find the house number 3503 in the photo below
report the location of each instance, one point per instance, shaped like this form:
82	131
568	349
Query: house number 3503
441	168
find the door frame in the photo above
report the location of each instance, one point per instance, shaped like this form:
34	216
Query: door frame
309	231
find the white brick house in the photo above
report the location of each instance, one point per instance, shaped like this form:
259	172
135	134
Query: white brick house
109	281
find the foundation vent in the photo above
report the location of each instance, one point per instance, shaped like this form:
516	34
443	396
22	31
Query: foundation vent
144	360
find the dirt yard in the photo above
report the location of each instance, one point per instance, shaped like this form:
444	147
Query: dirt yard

- - - - - - -

Recast all of the material above as a Markdown table with the columns Row and Line, one numbered row for each line and no rows for blank lines.

| Row | Line |
|---|---|
| 1 | find the house number 3503 in the photo below |
| 2 | report the location of each instance, one point per instance, shaped like this form: |
| 3 | 82	131 |
| 4 | 568	349 |
| 5 | Query: house number 3503 |
| 6 | 441	168 |
| 7 | find the door frame in the photo above |
| 8 | report the location of each instance, one point per instance, shaped like this form: |
| 9 | 34	216 |
| 10 | Query: door frame |
| 11 | 309	231 |
| 12 | find the white brick house in the photo above |
| 13 | report the location of each instance, one point per instance, shaped like this form: |
| 14 | 259	172 |
| 15 | 135	134 |
| 16 | Query: white brick house |
| 17 | 109	281 |
| 18 | find the foundation vent in the photo above |
| 19 | report the location of each instance, one point per instance, shaped like this form: |
| 20 | 516	34 |
| 21 | 443	396 |
| 22 | 22	31 |
| 23 | Query: foundation vent |
| 24 | 144	360 |
| 25 | find the dirt yard in the photo above |
| 26 | report the location of each instance, one point per instance, shaped like this form: |
| 27 | 444	147 |
| 28 | Query: dirt yard |